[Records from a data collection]

========

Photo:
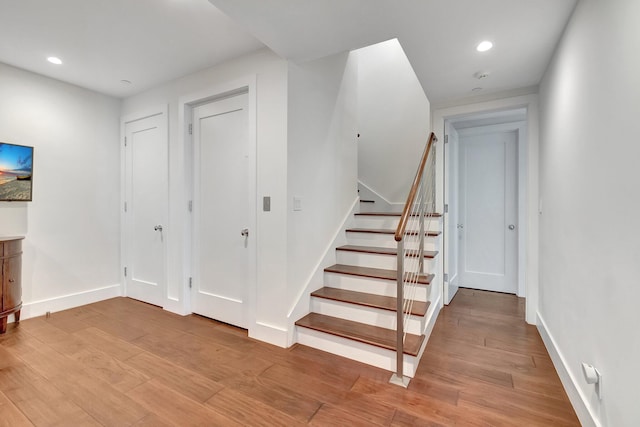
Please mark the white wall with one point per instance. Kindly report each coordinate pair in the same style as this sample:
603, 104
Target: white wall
271, 81
589, 245
71, 250
322, 162
393, 121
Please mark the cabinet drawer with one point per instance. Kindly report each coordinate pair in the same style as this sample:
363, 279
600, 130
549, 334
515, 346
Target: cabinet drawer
11, 275
12, 247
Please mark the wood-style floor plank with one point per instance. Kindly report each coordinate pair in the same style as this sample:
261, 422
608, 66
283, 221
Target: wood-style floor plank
11, 416
123, 362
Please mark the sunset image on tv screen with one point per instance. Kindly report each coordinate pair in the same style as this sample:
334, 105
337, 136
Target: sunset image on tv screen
16, 172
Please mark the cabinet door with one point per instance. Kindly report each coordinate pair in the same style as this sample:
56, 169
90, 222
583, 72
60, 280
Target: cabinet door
11, 272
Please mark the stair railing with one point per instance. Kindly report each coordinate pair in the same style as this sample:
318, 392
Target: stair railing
410, 234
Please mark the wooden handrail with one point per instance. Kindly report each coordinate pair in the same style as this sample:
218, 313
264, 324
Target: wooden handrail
402, 225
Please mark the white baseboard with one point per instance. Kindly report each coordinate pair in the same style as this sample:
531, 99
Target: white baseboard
65, 302
269, 333
583, 409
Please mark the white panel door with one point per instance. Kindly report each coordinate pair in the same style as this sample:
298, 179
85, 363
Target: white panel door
451, 217
488, 212
146, 196
223, 205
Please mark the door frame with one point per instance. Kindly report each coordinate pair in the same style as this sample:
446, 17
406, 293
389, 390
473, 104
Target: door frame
529, 197
185, 120
162, 110
520, 129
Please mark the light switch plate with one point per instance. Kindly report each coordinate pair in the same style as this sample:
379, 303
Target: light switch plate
297, 203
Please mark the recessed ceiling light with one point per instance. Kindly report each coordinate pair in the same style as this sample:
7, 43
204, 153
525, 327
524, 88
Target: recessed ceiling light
484, 46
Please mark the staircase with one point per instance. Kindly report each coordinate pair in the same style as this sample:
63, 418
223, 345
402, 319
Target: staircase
354, 313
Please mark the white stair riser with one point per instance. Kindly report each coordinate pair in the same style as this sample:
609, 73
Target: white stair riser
370, 285
389, 262
387, 241
368, 315
355, 350
392, 223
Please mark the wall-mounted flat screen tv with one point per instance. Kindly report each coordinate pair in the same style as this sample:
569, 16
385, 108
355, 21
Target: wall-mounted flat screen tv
16, 173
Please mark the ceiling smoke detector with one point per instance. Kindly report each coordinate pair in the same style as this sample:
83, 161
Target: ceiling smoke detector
484, 46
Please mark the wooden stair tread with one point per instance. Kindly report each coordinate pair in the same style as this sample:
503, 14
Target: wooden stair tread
419, 308
398, 214
373, 335
376, 273
390, 231
380, 251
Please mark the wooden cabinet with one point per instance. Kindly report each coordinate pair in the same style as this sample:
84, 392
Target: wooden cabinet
10, 278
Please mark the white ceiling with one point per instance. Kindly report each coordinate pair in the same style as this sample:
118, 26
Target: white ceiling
152, 41
105, 41
438, 36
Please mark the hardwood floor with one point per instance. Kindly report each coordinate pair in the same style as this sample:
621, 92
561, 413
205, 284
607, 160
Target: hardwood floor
121, 362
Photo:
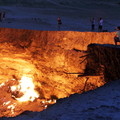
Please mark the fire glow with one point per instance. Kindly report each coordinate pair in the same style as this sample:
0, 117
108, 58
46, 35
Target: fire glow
27, 88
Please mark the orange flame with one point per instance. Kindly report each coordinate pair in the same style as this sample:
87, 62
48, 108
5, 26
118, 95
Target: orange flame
26, 86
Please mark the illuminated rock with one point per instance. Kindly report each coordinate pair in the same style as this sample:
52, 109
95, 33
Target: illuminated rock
39, 67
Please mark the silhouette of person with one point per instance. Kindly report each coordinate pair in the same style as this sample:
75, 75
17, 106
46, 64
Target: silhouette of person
100, 26
117, 36
93, 24
59, 23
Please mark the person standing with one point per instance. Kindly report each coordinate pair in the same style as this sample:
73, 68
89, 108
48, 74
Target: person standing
100, 26
92, 24
59, 22
117, 36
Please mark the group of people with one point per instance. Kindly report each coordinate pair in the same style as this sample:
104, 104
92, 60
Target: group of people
100, 24
100, 28
2, 16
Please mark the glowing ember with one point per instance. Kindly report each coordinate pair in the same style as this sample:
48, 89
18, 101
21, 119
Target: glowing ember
11, 107
26, 86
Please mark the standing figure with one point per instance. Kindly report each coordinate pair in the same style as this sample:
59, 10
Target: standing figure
117, 36
100, 26
92, 24
59, 22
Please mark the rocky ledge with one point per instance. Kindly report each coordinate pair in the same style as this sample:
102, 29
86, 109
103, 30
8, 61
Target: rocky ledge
39, 67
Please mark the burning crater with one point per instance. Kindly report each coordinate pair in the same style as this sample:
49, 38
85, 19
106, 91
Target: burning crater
39, 67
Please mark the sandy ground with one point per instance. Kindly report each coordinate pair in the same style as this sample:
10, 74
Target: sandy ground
101, 104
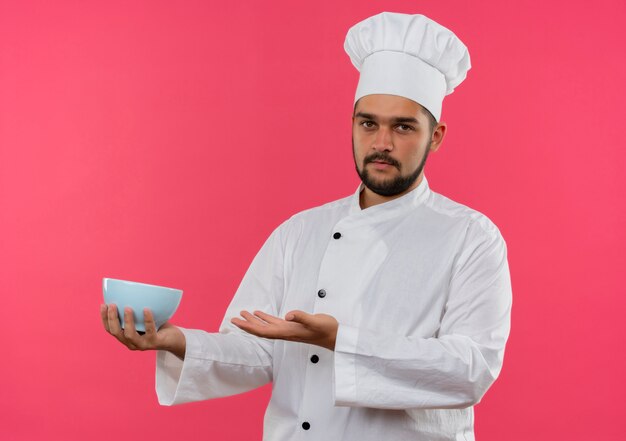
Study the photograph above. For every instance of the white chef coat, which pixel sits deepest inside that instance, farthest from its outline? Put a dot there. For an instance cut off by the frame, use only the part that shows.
(421, 290)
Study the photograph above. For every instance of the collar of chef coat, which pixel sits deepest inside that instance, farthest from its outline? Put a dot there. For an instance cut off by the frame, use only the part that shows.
(393, 208)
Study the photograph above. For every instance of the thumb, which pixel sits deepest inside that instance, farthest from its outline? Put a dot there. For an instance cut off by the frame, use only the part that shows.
(298, 317)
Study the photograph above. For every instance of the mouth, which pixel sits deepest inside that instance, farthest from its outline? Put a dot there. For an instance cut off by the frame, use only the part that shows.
(381, 163)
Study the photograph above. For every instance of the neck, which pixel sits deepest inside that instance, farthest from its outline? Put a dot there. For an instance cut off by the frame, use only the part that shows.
(368, 198)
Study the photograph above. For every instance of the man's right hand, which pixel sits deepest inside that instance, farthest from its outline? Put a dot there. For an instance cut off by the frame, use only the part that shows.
(167, 338)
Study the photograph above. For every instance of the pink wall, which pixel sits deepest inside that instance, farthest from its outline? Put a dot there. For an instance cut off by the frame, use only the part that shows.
(163, 141)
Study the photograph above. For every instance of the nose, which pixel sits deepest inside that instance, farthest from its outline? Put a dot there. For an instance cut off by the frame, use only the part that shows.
(382, 141)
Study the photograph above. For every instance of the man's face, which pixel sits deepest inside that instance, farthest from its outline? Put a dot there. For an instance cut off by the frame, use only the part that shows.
(391, 138)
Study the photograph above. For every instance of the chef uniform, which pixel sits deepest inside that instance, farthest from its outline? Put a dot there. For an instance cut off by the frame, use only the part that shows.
(419, 285)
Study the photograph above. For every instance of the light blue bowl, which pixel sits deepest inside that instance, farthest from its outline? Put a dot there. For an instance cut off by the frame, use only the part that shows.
(162, 301)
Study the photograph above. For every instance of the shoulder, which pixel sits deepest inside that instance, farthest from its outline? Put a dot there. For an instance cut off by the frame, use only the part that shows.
(449, 211)
(315, 218)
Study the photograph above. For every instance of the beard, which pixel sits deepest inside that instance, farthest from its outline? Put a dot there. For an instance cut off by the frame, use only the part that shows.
(388, 187)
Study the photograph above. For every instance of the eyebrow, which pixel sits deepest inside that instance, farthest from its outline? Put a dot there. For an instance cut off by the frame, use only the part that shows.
(394, 119)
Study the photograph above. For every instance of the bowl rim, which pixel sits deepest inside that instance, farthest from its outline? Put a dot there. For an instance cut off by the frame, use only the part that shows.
(105, 279)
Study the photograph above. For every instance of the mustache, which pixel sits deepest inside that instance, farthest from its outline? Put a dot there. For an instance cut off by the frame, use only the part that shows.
(381, 157)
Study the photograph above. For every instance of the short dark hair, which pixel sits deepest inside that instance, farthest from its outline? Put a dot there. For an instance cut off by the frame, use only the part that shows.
(432, 122)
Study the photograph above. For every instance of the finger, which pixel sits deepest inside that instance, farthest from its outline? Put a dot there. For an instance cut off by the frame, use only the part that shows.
(150, 324)
(104, 316)
(114, 321)
(267, 318)
(129, 325)
(246, 326)
(253, 319)
(299, 317)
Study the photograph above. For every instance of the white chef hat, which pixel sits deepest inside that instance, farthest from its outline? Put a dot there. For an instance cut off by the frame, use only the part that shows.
(409, 56)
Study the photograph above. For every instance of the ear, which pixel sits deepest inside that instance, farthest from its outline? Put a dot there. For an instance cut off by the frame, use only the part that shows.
(438, 134)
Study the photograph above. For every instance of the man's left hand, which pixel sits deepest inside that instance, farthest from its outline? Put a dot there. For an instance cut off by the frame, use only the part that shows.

========

# ASSIGNED TASK:
Nothing but the lines above from the one containing "Target: wood-style floor plank" through the one containing "Please mark the white stair" should appear in the answer, each repeated exactly.

# SOLUTION TO THE EXERCISE:
Target: wood-style floor plank
11, 416
123, 362
Please mark the sunset image on tv screen with one point per instance. Kindly report each coordinate pair in the same style as this sample:
334, 105
337, 136
Target: sunset image on tv screen
16, 172
Please mark the cabinet door with one point per instance. Kindly report each coordinate pair in the same style as this sample:
56, 169
90, 222
583, 72
60, 280
Target: cabinet door
11, 272
Please mark the stair railing with one point per instance. Kindly report each coordinate pair in the same style as this sample:
318, 392
Target: stair railing
410, 234
Please mark the wooden handrail with one point per instance. Kindly report each coordinate pair in the same style as this sample:
218, 313
264, 324
Target: wooden handrail
402, 225
Please mark the white baseboard with one point per instance. Kindly report each coordinate pair in the same style as this sample:
531, 99
Target: white baseboard
65, 302
269, 333
583, 409
Please mark the white panel door with one point per instance. Kindly report each coordinate pair in the same style as this sample:
298, 179
85, 363
Target: white panel door
451, 217
488, 212
146, 196
223, 205
Please mark the door frame with one point per instance. Kindly report each coordinate pair in the same style as this sample:
446, 17
406, 293
389, 390
473, 104
Target: door frame
529, 197
185, 120
162, 110
520, 129
Please mark the light switch plate with one point per instance. Kindly report each coordinate pair in the same style as this sample:
379, 303
Target: light switch plate
297, 203
Please mark the recessed ceiling light with one point per instance. Kindly report each coordinate pair in the same style as this sample:
7, 43
204, 153
525, 327
524, 88
Target: recessed ceiling light
484, 46
Please mark the staircase with one point per instance. Kindly report each coordinate pair in the same style as this sample:
63, 418
223, 345
402, 319
Target: staircase
354, 313
Please mark the white stair riser with one point per instance. Kindly report each coordinate pair in the same style as this sample:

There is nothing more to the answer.